**What needs to be done:** Tally the lines in the entries below where the string "reflection" occurs. Reply with the total alone.

───── Records

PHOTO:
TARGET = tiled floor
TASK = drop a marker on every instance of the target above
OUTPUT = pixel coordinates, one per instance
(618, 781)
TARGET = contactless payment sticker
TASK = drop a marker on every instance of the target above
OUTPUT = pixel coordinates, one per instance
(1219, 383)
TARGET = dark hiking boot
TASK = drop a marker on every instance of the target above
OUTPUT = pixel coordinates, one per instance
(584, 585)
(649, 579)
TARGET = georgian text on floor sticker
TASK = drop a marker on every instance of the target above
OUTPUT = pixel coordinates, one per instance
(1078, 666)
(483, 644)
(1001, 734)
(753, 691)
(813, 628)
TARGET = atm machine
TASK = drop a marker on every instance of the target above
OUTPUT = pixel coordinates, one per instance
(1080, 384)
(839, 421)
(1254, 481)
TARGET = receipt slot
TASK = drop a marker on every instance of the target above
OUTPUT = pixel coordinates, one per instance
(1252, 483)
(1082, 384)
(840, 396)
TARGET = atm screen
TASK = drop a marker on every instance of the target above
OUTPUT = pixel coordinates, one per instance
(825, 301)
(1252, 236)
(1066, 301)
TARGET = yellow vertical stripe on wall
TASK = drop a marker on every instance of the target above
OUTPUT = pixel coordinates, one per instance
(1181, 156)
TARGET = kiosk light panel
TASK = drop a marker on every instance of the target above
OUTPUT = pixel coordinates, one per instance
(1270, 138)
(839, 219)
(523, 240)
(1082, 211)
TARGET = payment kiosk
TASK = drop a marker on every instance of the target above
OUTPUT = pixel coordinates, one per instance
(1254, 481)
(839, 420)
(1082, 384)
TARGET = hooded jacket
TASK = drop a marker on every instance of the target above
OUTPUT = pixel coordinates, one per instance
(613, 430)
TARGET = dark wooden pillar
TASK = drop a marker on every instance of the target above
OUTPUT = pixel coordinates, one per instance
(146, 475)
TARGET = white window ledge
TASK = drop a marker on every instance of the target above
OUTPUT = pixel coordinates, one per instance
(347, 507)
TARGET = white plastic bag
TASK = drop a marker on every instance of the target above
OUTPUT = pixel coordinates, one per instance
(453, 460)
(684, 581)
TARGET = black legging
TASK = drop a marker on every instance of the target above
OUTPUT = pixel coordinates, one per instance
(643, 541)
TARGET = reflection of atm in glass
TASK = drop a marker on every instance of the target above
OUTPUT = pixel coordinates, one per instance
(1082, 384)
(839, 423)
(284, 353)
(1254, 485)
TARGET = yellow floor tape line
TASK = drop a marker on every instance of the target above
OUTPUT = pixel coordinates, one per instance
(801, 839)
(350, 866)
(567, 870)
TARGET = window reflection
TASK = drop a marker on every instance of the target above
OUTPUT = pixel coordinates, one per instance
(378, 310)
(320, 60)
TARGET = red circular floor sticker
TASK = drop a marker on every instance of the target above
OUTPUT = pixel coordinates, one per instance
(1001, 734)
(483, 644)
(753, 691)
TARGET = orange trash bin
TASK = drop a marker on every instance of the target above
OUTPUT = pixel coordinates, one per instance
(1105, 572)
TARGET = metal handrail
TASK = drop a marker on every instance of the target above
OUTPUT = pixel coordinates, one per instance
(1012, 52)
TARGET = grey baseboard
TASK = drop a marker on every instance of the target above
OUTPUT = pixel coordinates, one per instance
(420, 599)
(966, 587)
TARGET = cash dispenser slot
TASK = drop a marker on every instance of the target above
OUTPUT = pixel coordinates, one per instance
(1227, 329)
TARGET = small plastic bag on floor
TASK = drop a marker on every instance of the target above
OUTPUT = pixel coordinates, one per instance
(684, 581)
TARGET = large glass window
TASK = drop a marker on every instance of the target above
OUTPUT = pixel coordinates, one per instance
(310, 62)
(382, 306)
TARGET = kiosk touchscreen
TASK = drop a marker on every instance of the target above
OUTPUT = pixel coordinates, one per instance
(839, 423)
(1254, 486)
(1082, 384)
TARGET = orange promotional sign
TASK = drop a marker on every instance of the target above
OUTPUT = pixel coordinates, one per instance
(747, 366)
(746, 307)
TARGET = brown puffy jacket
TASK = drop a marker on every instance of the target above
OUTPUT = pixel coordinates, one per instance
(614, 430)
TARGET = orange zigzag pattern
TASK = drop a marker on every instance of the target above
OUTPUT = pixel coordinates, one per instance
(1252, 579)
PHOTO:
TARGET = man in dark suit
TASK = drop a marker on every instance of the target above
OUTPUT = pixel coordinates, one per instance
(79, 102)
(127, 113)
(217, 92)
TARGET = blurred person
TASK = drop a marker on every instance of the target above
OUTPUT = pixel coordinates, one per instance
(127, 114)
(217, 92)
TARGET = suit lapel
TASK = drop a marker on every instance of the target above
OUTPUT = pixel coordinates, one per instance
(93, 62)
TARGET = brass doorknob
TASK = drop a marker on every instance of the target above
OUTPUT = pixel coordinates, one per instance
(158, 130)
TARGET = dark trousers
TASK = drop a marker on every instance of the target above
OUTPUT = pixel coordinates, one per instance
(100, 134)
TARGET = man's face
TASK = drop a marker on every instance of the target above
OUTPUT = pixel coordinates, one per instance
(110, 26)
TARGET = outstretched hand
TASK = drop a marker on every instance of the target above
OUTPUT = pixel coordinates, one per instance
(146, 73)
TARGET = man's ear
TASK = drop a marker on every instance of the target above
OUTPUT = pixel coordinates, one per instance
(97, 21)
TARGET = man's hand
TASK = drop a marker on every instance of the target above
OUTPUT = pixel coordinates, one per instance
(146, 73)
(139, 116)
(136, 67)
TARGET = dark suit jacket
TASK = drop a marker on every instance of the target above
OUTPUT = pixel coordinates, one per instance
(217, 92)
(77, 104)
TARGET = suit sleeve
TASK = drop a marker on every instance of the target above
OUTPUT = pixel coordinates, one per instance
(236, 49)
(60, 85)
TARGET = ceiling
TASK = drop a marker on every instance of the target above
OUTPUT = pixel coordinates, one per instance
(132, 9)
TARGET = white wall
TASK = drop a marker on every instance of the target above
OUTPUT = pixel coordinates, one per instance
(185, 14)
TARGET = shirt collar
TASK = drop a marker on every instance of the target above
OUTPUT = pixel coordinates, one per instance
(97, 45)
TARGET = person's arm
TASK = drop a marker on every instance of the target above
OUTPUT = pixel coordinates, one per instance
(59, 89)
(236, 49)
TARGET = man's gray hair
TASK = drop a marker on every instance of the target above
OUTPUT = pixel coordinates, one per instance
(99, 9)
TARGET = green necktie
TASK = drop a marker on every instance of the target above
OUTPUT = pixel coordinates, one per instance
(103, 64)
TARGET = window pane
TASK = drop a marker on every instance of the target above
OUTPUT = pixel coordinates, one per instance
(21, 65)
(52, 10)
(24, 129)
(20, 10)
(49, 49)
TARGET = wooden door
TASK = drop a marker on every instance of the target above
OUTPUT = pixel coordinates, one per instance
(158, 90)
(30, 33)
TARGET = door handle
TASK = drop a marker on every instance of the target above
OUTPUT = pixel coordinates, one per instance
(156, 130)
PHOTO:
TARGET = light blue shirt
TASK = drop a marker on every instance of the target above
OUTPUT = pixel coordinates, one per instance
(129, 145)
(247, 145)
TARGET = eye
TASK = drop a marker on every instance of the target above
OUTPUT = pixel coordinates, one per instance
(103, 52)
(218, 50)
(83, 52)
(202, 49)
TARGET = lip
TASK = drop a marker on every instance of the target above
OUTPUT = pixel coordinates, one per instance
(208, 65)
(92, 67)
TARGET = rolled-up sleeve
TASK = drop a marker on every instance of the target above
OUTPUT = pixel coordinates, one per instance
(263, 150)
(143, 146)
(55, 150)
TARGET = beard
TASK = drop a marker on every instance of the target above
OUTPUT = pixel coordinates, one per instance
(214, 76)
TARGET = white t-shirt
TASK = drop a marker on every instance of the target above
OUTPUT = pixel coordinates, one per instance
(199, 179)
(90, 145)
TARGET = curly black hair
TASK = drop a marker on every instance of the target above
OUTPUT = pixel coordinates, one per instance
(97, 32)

──────────

**Answer to this problem:** 2